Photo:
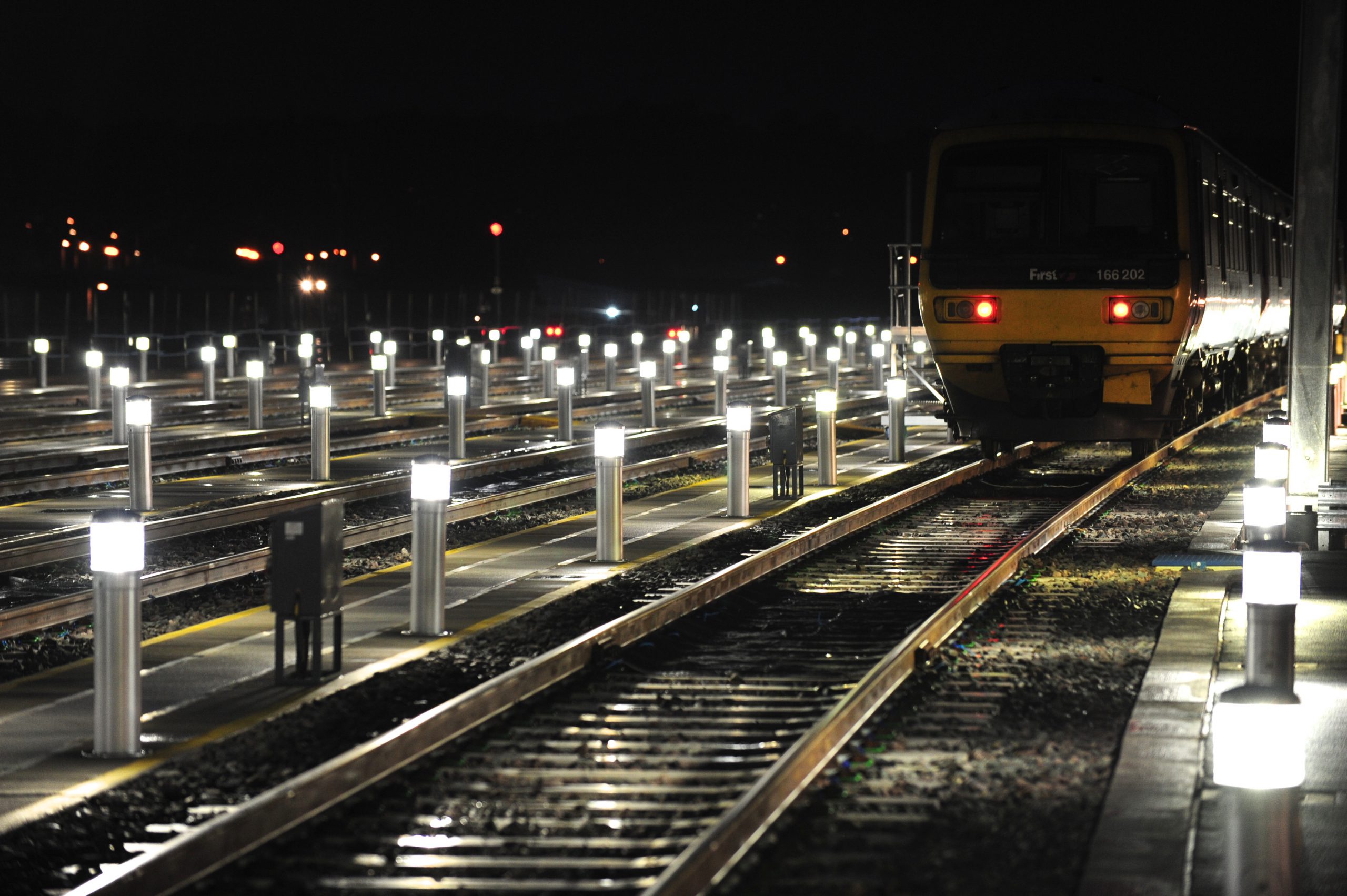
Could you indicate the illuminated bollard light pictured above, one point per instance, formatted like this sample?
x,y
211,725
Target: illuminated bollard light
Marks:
x,y
647,394
1259,760
610,367
779,360
231,344
93,360
526,354
1272,461
320,431
42,348
430,492
670,347
143,348
826,412
609,446
379,367
119,378
739,422
549,355
116,560
1271,593
721,364
138,455
255,369
565,412
1265,510
456,392
1278,429
485,367
898,392
208,373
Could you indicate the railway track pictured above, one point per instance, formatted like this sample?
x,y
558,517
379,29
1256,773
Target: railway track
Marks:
x,y
654,751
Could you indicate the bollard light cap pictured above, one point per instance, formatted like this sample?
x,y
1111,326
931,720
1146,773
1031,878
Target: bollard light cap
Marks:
x,y
1259,739
430,479
116,542
138,411
609,441
321,395
739,418
1271,573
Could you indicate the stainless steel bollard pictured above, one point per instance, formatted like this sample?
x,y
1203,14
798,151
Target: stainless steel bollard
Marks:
x,y
320,431
138,455
430,492
898,391
255,369
609,444
739,424
119,378
93,360
208,373
456,392
116,560
565,405
648,394
722,367
826,407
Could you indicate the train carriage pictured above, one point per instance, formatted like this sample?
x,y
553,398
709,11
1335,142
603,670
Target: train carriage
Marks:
x,y
1094,268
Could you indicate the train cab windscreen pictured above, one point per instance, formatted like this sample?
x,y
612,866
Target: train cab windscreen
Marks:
x,y
1059,198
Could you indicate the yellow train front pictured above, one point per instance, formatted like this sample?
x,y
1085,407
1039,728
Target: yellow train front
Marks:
x,y
1097,279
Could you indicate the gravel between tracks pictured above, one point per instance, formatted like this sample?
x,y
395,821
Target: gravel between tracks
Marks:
x,y
1016,777
68,848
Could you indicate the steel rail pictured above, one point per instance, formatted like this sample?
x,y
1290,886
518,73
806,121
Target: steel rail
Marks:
x,y
717,849
225,837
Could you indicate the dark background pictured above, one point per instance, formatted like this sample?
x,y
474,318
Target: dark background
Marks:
x,y
654,147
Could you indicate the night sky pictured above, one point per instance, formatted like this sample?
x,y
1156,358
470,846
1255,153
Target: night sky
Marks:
x,y
677,146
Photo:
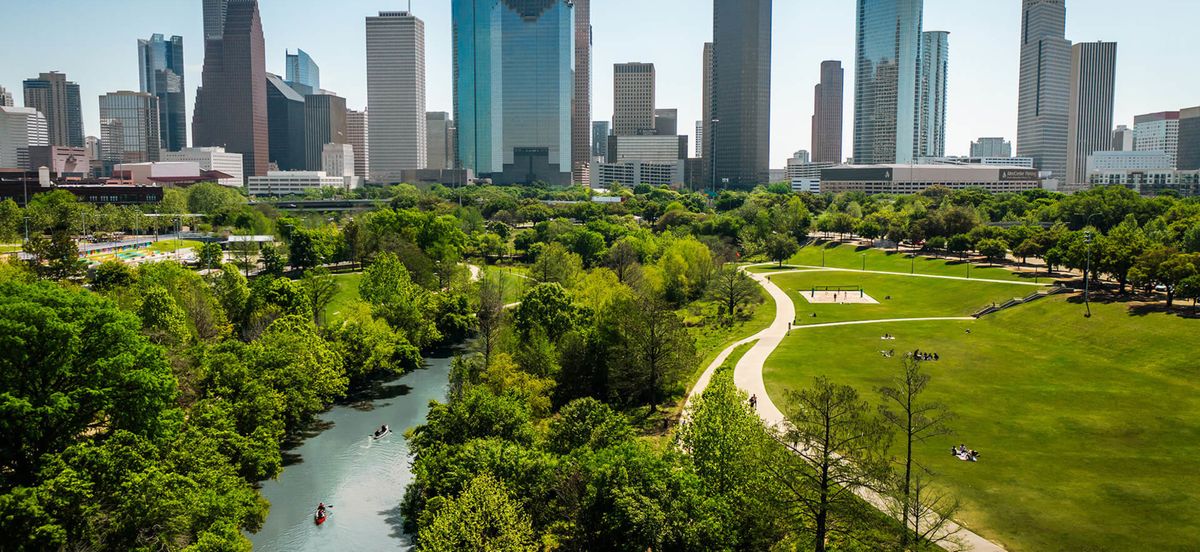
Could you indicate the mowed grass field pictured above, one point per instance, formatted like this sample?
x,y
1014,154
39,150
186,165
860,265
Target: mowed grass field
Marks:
x,y
1089,429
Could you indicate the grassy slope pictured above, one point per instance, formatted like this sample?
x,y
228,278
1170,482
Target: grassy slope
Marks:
x,y
1090,430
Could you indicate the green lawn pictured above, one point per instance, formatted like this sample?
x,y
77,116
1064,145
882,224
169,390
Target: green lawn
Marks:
x,y
851,257
911,297
1089,429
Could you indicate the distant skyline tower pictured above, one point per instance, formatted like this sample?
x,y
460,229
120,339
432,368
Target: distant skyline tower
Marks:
x,y
58,99
1090,118
231,105
1044,91
161,70
934,69
742,91
887,84
827,113
633,99
396,95
581,106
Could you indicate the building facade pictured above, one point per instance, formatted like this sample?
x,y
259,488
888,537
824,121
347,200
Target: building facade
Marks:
x,y
161,70
396,95
1044,89
231,105
742,93
58,99
1090,118
887,85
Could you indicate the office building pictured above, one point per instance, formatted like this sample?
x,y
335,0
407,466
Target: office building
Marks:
x,y
396,95
439,141
1157,132
21,129
991,147
1090,118
161,70
827,113
931,114
742,91
213,159
231,105
357,135
1122,138
58,99
633,94
1188,153
1044,89
301,72
129,129
509,131
887,85
581,105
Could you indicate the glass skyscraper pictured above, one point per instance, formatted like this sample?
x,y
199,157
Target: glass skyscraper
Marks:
x,y
514,70
887,81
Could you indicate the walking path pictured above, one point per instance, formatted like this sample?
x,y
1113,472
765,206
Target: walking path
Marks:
x,y
748,377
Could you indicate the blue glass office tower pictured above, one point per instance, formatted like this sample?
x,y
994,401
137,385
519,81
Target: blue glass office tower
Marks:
x,y
887,81
514,70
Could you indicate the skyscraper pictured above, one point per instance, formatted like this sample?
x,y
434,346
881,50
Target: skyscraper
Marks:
x,y
303,71
742,91
58,100
827,114
1044,91
1090,118
887,84
581,106
161,70
231,105
934,67
509,129
633,99
396,94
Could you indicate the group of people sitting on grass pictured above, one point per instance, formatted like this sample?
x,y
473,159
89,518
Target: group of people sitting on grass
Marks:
x,y
964,454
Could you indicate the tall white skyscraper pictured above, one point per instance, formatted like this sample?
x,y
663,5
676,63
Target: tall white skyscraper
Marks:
x,y
395,95
1090,123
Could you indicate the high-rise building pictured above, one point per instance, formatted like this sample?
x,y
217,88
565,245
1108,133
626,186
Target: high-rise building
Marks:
x,y
396,94
827,114
231,105
934,69
58,100
1044,90
129,129
633,99
1157,132
1188,151
1122,138
357,135
1090,118
887,84
439,141
161,70
993,147
21,129
742,91
581,105
509,130
303,72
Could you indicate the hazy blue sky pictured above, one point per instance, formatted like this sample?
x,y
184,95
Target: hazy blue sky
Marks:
x,y
94,42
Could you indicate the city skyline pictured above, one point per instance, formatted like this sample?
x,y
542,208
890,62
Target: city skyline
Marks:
x,y
982,97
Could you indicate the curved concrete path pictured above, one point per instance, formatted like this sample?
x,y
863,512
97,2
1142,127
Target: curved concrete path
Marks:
x,y
748,377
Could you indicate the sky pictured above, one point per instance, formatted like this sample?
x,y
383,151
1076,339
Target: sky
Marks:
x,y
95,43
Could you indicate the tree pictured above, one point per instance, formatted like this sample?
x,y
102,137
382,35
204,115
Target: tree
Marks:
x,y
917,421
840,445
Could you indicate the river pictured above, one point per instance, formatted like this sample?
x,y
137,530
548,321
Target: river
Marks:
x,y
363,479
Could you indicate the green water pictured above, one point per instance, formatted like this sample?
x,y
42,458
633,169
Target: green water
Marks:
x,y
341,465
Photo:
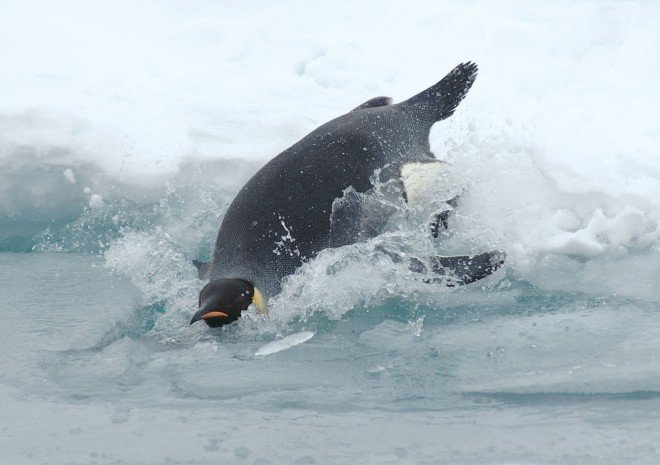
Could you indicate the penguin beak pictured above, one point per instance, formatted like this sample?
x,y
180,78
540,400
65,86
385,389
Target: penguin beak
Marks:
x,y
204,313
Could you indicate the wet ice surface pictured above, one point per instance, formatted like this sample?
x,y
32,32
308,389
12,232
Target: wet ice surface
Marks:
x,y
540,377
127,129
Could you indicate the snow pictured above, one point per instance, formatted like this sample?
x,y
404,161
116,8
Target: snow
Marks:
x,y
126,129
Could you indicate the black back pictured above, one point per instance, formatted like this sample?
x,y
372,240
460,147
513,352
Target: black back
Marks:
x,y
281,217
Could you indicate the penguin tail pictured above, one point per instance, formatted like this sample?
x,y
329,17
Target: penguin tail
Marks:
x,y
440,100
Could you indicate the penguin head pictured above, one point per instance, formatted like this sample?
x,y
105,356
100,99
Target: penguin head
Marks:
x,y
223,300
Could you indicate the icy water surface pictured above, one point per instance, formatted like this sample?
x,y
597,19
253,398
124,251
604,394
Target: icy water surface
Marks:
x,y
126,129
359,363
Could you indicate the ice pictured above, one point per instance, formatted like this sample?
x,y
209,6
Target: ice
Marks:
x,y
125,131
284,343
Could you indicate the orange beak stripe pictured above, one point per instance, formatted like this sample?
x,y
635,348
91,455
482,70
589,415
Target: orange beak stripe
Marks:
x,y
214,315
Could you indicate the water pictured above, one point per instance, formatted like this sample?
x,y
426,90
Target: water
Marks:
x,y
125,133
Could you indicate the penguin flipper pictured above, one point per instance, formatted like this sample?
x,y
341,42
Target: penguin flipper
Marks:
x,y
203,269
440,100
357,217
374,102
454,271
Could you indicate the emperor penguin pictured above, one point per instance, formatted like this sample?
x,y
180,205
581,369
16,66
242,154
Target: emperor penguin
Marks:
x,y
300,202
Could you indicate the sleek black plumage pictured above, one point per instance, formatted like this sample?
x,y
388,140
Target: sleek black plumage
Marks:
x,y
281,217
284,215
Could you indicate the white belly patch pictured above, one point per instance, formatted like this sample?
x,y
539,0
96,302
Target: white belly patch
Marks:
x,y
420,180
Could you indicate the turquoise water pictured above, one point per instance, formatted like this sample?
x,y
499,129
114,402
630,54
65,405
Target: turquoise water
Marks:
x,y
100,365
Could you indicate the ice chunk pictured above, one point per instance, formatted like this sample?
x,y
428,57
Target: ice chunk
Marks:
x,y
285,343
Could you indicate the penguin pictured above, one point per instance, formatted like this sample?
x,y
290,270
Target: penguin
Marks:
x,y
311,197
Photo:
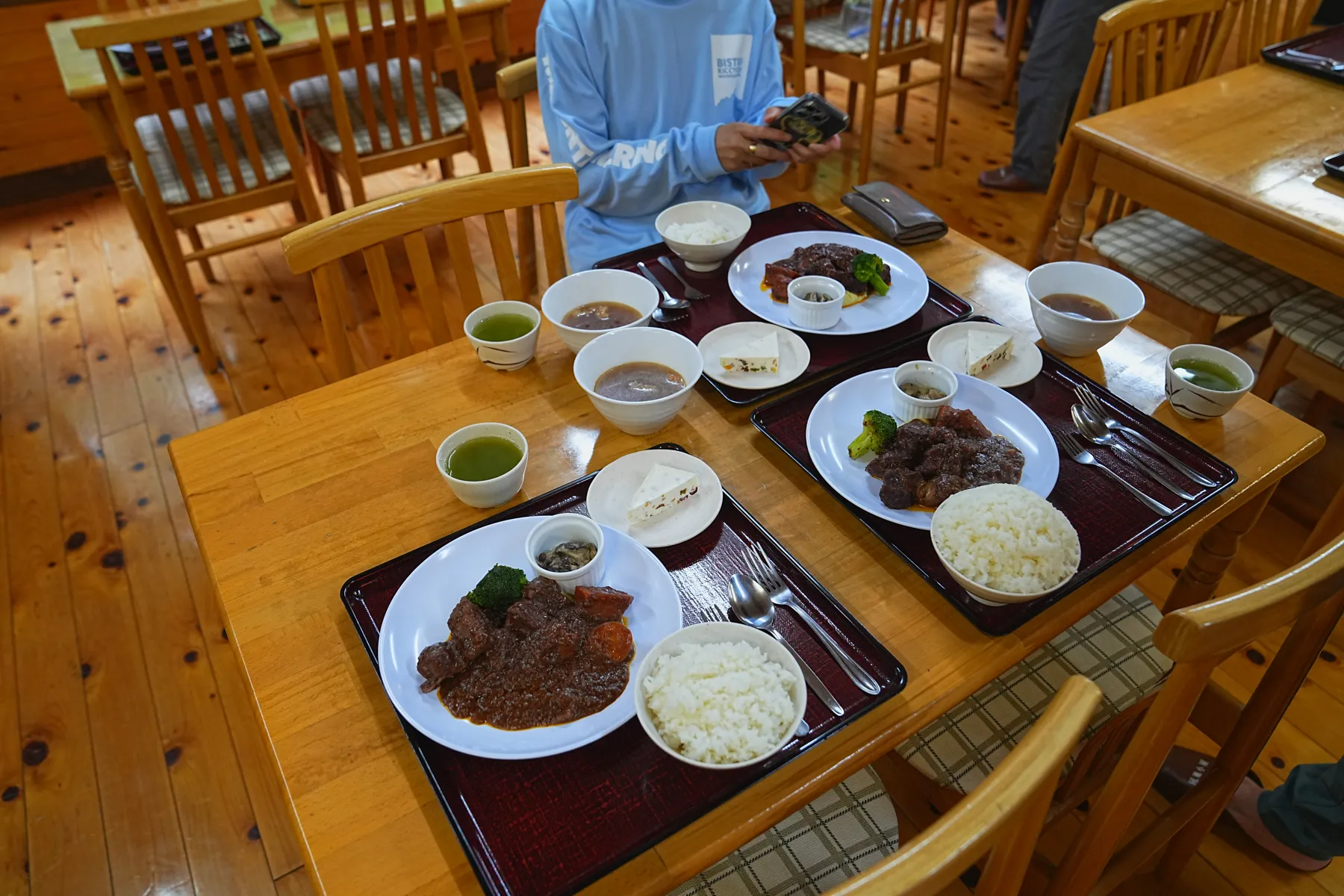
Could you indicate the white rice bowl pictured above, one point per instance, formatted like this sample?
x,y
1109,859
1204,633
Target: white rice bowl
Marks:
x,y
698,233
1006,539
721,703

● Set task
Can you reproduce, without any change, the stretch of items from the line containing "Could you indicate the white belly" through the end of the items, leaving the pictures out of your answer?

● Finished answer
Could you indicate the white belly patch pictured above, one point per instance, formatted like this sample?
x,y
539,0
96,302
Target: white belly patch
Marks:
x,y
420,180
Could you indicate the turquoise water pictured above, one point per instance, formatted like this sample?
x,y
499,129
114,402
630,54
65,405
Target: turquoise water
Marks:
x,y
100,365
Could you indicate the ice chunk pictured above, one point per instance, formatted like this sample?
x,y
428,57
Target: ice chunk
Marks:
x,y
285,343
Could you indicate the penguin pictured above, one point per instance, formatted like this sample?
x,y
290,270
Target: penguin
Marks:
x,y
311,197
Photo:
Could you indicate the white rice bowl pictured above, one point per instance, formatted like this sample?
x,y
1109,859
1204,633
Target: white rice bowl
Marks:
x,y
698,233
1006,539
721,703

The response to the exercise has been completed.